Object point labels ->
[start]

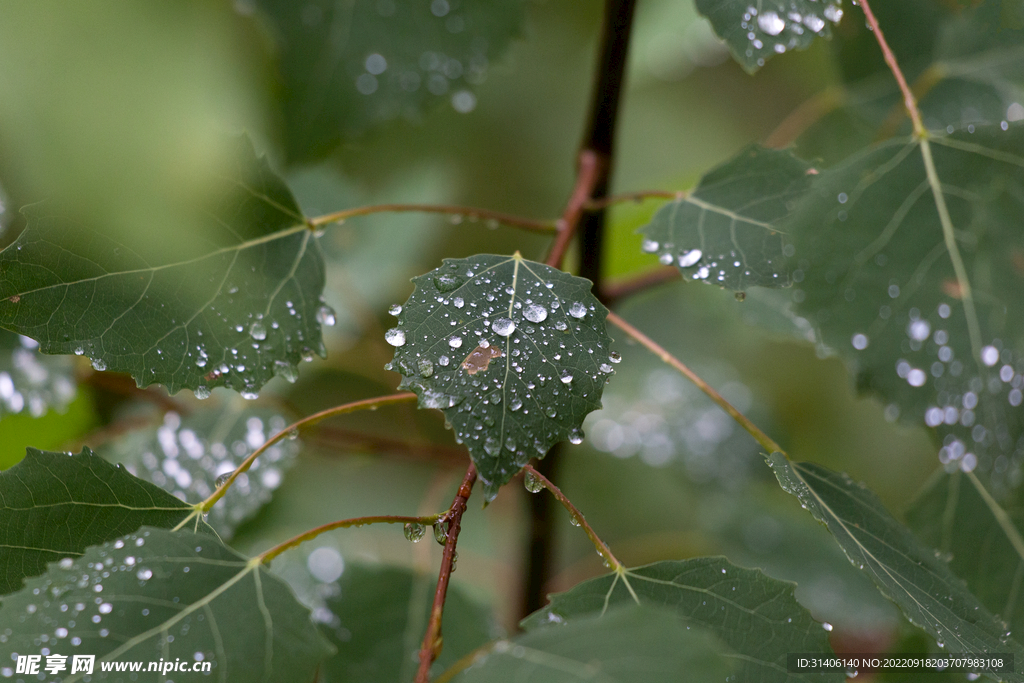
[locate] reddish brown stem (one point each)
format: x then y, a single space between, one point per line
432 642
589 171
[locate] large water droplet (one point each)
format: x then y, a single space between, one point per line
503 327
536 313
415 531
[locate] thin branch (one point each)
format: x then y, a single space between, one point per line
366 403
588 171
623 288
672 360
602 548
908 99
471 214
432 639
295 542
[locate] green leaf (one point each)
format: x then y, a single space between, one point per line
757 616
515 353
877 276
632 643
345 69
185 456
379 617
980 540
905 570
54 505
31 381
157 594
229 300
726 230
757 34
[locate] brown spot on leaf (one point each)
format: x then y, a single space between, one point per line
951 288
479 358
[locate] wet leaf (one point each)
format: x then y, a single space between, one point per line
878 279
157 594
631 643
905 570
185 456
726 230
230 300
30 381
551 368
980 540
378 617
54 505
347 68
757 616
756 34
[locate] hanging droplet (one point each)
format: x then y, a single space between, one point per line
415 531
395 337
326 315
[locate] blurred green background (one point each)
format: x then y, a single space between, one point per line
109 109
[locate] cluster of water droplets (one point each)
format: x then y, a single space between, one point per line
189 457
31 382
778 27
514 352
663 420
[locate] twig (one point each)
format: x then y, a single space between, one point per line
366 403
908 99
602 548
672 360
623 288
432 639
294 542
469 213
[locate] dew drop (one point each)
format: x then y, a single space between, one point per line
395 337
415 531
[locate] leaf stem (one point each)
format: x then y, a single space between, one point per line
675 363
295 542
908 99
366 403
471 214
602 548
432 638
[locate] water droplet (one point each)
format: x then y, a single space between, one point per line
395 337
503 327
326 315
415 531
536 313
532 482
689 258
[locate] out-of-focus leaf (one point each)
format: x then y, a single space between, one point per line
514 352
161 595
630 644
877 276
756 615
757 34
186 456
347 68
54 505
378 619
980 540
229 300
905 570
725 231
30 380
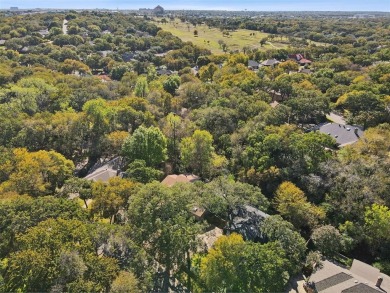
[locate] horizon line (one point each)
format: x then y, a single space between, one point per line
186 9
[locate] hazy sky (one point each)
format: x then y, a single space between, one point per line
259 5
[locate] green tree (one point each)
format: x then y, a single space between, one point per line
138 171
141 88
292 204
197 152
169 235
327 240
222 195
377 224
276 229
37 173
109 197
147 144
233 265
171 84
126 282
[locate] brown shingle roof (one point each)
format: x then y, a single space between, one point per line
173 179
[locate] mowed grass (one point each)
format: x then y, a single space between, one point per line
209 37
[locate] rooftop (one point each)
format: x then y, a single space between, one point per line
344 134
360 278
185 178
270 62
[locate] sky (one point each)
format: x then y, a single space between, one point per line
258 5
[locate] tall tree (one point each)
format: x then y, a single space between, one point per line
197 152
234 265
169 234
148 144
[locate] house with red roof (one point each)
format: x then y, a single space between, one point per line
300 59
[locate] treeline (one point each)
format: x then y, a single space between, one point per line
58 117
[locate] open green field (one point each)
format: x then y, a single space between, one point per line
208 38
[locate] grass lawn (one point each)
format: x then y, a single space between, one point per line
208 38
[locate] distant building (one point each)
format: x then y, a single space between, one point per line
270 62
252 64
171 180
103 171
360 278
164 71
300 59
158 10
343 134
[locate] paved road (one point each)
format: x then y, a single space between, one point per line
65 27
336 118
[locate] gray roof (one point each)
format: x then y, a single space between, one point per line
344 134
360 288
336 279
102 175
270 62
332 281
253 63
105 52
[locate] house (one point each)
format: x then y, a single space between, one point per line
208 238
105 53
129 56
44 33
246 221
270 62
164 71
158 10
253 65
343 134
304 62
275 95
103 171
360 278
24 50
170 180
300 59
104 77
305 71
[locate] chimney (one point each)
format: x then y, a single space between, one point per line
379 282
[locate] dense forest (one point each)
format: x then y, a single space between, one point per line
80 89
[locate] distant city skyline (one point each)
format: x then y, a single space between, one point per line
250 5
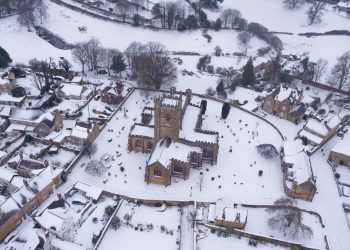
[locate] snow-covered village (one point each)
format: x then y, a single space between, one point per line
174 124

[end]

OBJECTIVE -> All the lines above are to be given again exactly as they read, with the pictures removed.

RESULT FOR THIS EXERCISE ->
[locate] reddish brown stem (one point each)
format: x then y, a single space between, one point per line
432 642
589 171
[locate] large water droplet (one point each)
format: x then y, a single space between, one point per line
503 327
536 313
415 531
[locate] thin branch (one point each)
format: x then y, a single space between, one point per line
366 403
588 171
623 288
672 360
602 548
908 99
471 214
432 639
295 542
[locate] green leaf (one point each)
format: x then y, a single space between, one point per line
757 616
515 353
877 276
632 643
345 69
185 456
379 617
980 540
905 570
54 505
31 381
157 594
229 300
726 230
757 34
[locate] brown spot on leaf (one point each)
format: x then y, a single space between, one point per line
951 288
479 358
[locate] wet leaf (one point each)
format: x then y, a single space between, one point per line
878 279
157 594
631 643
905 570
185 456
726 230
230 300
30 381
551 368
980 540
378 617
54 505
347 68
757 616
756 34
[locate] hanging droplet (one point each)
format: x then y, a single space between, one point per line
415 531
395 337
326 315
[locate] blurred green background (one point each)
format: x then y, a single space between, one point per line
109 109
[locate] cluster of water droplets (one point each)
format: x then y, a single space between, one point per line
189 457
31 382
778 27
514 352
663 420
[locate] twig (one point each)
format: x then y, a single space between, one point per line
366 403
908 99
602 548
672 360
623 288
432 639
294 542
469 213
[locate] dew drop (one point each)
format: x then y, a single space between, one point per line
395 337
415 531
[locate] leaf stem (one point each)
format: x then y, a single space between, one point per line
675 363
295 542
908 99
366 403
471 214
602 548
432 638
[locate] water droplet (one point each)
format: x then y, a single space between, one point per line
395 337
503 327
326 315
415 531
536 313
532 482
689 258
[locate] out-of-focus leaf (one point each)
format: x then y, a single space between, one point per line
514 352
161 595
630 644
877 276
756 615
757 34
186 456
347 68
54 505
378 619
980 540
229 300
905 570
725 231
30 380
[locate] horizon line (one point each)
format: x then y, a single space between, one point per line
186 9
[locate] hazy sky (one point each)
format: x then y, a single space between, one point per line
259 5
[locate] green tree (one point each)
format: x then y, a single space between, one point per line
138 171
141 88
292 204
197 152
169 235
327 240
222 195
377 224
276 229
37 173
109 197
147 144
233 265
171 84
126 282
[locate] brown shingle roof (one point each)
format: x then y, a single space between, one point per line
173 179
[locate] mowed grass (one point each)
format: x then y, a single space between, one point per line
209 37
[locate] rooftop (one point each)
format: x then y, a single space between, one point per line
344 134
360 278
185 178
270 62
[locate] sky (one point each)
format: x then y, a single space between, one point per line
258 5
[locate] tall tree (one point each)
format: x then y, a single space between, one point per line
197 152
234 265
169 234
148 144
[locate] house with red roof (one point each)
format: x then y, a single space between, one point per line
300 59
[locate] treeline (one point each)
format: x then y, a single space between, one point per line
58 117
[locate] open green field (one point each)
format: x then y, a single space between, one point per line
208 38
[locate] grass lawn (one point each)
format: x then y, a single space between, one point per line
208 38
[locate] distant building (one point each)
format: x then y, a single space between, one point per line
270 62
252 64
171 180
103 171
360 278
164 71
300 59
158 10
343 134
[locate] paved road (one point each)
format: x then y, a single space between, one point per line
65 27
336 118
[locate] gray roof (one point each)
format: x then y, a single space between, one point per line
344 134
360 288
336 279
102 175
270 62
332 281
253 63
105 52
[locate] house (one point each)
format: x then y, a single space between, one point per line
208 238
105 53
129 56
44 33
246 221
270 62
164 71
158 10
253 65
343 134
304 62
275 95
103 171
360 278
24 50
170 180
300 59
104 77
305 71
[locate] chimney (one point each)
format: x then y, a single space between, one point per line
379 282
[locate] dense forest (one point each)
format: x then y, a single space between, one point per line
80 89
[locate] distant city skyline (one point each)
format: x then y, a single space between, one point per line
250 5
[locate] snow-covered village (one point each)
format: x then y, a single space between, one point per line
174 124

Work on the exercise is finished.